Calculate the payback and profitability index

For all problems, show you work and highlight your answer. Numbers in ( ) indicate how many points each item is worth. No credit will be given on problems without supporting work, even if the final answer is correct.  Unless stated otherwise, interest is compounded annually and payments occur at the end of the period.  Face value for bonds is $1000.


  1. (10) You have the following financial needs: At the end of year 5, you need $6000; at the end of years 6 and 7, you need $4000 (each year); at the end of year 8, you need $3000. You plan to set aside equal annual payments (at the end of) each year for the next 4 years to provide for your needs.  If the interest rate is 6%, how much do you set aside each year?


  1. (5) Faraday issued preferred stock with a $4.80 dividend per year.    If you buy the stock for $60, what is your return?


  1. (10) Five years ago, Acme issued 15-year bonds at par.  The bonds have a coupon rate of 7.6% with coupons paid semiannually.  They currently trade at $1151.50 per bond.
  2. a)Find the yield to maturity on the bonds.

BRIEF 1: In the finance problem set, pull out the passage from "1. (10) You have" to "is your return?" word for word.
BRIEF 2: According to the finance problem set, what is the face value for bonds?
BRIEF 3: Continue the finance problem set from where it stops.

DATA PROVIDED:
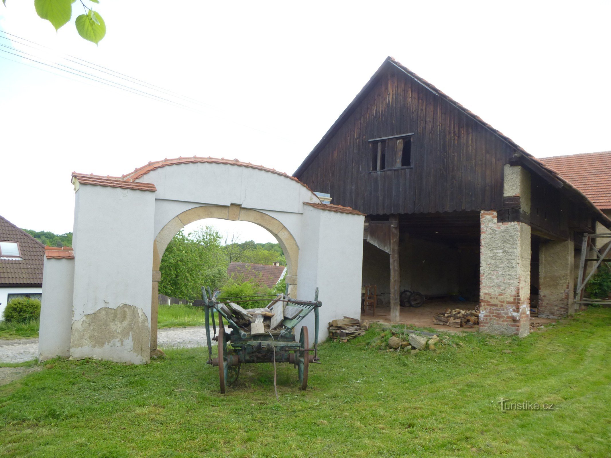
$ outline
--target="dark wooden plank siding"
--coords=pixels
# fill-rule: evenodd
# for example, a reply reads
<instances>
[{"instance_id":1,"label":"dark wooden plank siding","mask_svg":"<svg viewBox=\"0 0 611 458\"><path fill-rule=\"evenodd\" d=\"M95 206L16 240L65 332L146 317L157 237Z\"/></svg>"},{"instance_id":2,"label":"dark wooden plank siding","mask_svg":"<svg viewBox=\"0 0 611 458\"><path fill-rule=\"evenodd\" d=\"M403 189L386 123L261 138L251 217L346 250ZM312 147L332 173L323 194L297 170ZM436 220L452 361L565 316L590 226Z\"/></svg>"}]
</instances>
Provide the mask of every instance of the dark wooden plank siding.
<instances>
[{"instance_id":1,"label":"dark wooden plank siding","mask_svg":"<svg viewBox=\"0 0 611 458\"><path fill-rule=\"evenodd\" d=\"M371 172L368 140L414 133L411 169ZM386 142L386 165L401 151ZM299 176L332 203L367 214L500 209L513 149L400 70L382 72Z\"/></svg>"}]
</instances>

---

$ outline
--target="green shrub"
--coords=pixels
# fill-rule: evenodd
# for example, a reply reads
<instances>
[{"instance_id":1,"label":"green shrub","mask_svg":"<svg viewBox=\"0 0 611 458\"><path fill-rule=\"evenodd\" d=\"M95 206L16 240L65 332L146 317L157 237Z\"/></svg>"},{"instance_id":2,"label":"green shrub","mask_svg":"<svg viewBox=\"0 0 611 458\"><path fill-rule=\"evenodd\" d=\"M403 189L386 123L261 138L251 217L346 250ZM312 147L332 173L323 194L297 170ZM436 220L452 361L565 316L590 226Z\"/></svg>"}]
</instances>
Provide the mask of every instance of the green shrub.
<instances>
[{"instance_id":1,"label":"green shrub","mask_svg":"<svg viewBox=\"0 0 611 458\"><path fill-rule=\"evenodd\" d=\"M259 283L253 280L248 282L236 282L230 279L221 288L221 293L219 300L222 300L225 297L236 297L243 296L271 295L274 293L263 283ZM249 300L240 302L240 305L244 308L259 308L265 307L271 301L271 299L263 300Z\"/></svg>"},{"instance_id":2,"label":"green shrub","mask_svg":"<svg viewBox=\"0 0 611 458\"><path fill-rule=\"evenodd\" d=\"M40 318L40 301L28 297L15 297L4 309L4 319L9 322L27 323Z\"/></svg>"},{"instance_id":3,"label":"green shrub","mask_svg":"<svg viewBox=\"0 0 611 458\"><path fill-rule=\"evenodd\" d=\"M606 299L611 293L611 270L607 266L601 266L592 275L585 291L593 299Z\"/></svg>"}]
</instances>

--

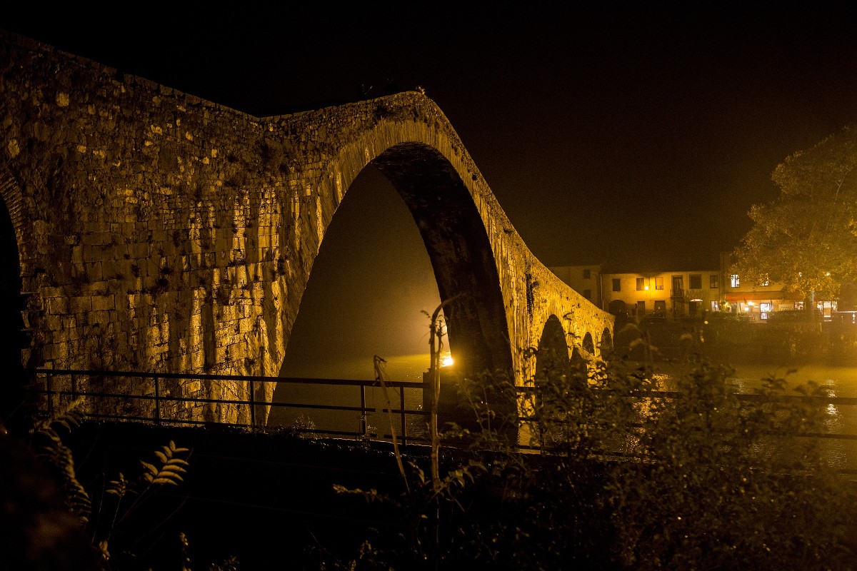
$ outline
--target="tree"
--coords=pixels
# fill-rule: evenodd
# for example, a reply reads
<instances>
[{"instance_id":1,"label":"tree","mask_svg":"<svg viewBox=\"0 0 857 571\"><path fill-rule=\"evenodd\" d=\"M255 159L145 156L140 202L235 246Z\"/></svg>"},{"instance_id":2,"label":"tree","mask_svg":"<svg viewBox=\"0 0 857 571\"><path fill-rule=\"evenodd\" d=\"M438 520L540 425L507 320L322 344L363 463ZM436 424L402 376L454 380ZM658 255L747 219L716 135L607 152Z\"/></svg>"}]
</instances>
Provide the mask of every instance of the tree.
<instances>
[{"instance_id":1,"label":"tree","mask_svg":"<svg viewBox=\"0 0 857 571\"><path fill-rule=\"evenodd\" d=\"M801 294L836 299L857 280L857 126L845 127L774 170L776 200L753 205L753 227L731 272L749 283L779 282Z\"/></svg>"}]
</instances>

EXERCISE RESPONSE 1:
1. (10) You have the following financial needs: At the end of year 5, you need $6000; at the end of years 6 and 7, you need $4000 (each year); at the end of year 8, you need $3000. You plan to set aside equal annual payments (at the end of) each year for the next 4 years to provide for your needs.  If the interest rate is 6%, how much do you set aside each year?


  1. (5) Faraday issued preferred stock with a $4.80 dividend per year.    If you buy the stock for $60, what is your return?

EXERCISE RESPONSE 2: $1000

EXERCISE RESPONSE 3:
  3. b)Acme wants to issue more debt.  They are considering 10-year bonds.  What coupon rate will the new bonds have if the added debt does not change the chance that Acme will default? Explain.


  1. (10) Gif Energy expects to have earnings per share (EPS) of $1.14 next year.  They have a retention rate of 26% and their return on equity (ROE) is 15.2%.  If the investors’ required return (cost of capital) is 6.6%, find the current stock price.


  1. (10) Hunt Inc. just paid a dividend of $2.60.  They expect dividends to grow at 25% for the next 2 years.  After year 2, the firm will have a retention rate of 20%.  The ROE will remain at 40%. If the required return is 17%, find the current price


  1. (10) Calculate the payback and profitability index. The maximum payback period is 2 years and the cost of capital is 12%.


Project Time 0 1 2 3
Fun Time -1000 950 400 -225
Clock Works -500 550 0 0
Bug Hugs -1100 500 500 500


  1. If the projects are independent, which one(s) do you select? Why?
  2. If they are mutually exclusive, which one would you prefer? Why?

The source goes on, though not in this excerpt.